** Directive **
Copy out every line of the material word for word, starting at the line with "Query: emergency light" and going through the very last line, both included, and nothing else.
-- START Records provided --
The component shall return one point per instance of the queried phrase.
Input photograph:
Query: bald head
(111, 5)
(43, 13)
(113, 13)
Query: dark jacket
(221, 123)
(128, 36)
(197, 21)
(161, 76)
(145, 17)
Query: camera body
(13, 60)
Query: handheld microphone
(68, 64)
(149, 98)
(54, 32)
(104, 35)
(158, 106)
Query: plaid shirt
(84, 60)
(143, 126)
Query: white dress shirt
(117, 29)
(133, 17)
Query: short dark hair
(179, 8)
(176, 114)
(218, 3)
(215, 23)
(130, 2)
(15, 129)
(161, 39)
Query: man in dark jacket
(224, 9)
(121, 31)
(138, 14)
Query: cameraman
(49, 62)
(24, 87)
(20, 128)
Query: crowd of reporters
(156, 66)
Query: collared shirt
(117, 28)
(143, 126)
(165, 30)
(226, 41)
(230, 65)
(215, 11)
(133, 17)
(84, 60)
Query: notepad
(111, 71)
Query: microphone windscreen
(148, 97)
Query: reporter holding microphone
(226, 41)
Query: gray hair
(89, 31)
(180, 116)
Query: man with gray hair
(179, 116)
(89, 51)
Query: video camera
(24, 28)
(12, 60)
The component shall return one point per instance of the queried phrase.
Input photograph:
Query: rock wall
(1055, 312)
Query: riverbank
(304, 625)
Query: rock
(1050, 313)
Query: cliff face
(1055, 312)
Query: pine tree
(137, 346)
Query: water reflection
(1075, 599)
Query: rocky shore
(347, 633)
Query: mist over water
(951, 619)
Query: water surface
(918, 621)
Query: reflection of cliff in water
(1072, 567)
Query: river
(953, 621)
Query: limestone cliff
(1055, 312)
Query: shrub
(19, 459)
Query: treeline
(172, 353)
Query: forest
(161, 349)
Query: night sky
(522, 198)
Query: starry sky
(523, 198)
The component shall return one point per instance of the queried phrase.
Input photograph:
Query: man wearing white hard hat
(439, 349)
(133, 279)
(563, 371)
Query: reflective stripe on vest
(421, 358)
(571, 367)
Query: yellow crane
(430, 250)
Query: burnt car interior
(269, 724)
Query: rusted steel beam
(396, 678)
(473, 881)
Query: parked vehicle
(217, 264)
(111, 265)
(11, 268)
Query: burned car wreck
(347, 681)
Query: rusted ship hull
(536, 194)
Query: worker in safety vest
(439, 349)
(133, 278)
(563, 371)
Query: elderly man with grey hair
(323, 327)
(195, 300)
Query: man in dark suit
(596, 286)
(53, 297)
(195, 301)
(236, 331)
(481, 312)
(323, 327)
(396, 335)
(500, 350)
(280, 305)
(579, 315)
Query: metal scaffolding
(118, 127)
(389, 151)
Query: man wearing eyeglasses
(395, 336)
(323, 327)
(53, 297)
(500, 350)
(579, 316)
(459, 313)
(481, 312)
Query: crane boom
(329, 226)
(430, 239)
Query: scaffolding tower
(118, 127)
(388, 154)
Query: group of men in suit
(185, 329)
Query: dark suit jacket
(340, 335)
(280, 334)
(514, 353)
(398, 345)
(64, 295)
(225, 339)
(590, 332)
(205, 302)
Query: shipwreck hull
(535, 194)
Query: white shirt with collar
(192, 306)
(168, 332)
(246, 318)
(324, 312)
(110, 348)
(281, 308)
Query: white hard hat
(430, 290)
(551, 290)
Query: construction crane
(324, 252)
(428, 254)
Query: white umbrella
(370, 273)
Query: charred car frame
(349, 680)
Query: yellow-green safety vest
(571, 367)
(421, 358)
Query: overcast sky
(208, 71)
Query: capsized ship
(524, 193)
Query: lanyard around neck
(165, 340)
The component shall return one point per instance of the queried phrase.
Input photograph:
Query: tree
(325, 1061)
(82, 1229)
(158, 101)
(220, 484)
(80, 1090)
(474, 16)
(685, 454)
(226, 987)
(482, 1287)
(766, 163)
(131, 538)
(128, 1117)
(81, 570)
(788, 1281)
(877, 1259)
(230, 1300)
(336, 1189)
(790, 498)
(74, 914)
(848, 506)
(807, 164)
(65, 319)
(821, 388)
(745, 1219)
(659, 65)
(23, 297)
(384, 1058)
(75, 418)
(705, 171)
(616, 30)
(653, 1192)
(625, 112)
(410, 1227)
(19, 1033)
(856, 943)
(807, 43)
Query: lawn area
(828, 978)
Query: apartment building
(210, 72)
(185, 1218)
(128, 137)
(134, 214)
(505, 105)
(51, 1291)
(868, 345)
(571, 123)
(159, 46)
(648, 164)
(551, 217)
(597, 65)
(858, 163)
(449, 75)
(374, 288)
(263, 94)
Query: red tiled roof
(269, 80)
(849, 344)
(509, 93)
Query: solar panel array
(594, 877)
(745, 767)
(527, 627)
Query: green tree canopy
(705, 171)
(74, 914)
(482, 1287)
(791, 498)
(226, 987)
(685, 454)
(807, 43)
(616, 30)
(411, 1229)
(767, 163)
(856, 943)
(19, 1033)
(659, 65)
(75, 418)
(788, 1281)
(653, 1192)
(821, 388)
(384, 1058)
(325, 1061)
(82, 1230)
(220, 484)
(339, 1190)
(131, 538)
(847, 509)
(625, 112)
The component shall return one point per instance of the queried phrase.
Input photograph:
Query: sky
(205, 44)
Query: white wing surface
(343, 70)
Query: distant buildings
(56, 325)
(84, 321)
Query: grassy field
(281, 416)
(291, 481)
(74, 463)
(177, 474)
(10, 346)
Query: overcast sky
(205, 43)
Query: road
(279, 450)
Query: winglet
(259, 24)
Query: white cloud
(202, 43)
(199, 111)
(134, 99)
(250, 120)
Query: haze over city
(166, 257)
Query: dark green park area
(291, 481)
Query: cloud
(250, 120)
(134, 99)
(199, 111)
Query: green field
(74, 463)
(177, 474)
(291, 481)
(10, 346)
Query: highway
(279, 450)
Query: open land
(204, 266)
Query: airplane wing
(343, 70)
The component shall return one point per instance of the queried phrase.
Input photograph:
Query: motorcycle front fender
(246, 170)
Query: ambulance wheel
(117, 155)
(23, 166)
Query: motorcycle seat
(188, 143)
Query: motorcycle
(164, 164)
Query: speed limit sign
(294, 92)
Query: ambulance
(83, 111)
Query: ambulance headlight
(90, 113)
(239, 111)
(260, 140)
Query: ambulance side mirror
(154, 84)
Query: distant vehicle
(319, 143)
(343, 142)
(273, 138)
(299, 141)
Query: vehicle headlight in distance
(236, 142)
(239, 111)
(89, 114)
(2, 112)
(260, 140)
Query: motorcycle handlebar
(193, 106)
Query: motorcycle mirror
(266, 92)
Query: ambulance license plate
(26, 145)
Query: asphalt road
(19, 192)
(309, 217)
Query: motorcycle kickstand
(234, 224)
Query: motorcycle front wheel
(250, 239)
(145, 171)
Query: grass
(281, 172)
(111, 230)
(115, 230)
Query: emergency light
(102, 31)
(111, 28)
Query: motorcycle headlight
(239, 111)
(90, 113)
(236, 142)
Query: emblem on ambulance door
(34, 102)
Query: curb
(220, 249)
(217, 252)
-- END Records provided --
** Result of this task **
Query: emergency light
(102, 31)
(111, 28)
Query: motorcycle headlight
(239, 111)
(90, 113)
(236, 142)
Query: emblem on ambulance door
(34, 102)
Query: curb
(220, 249)
(217, 252)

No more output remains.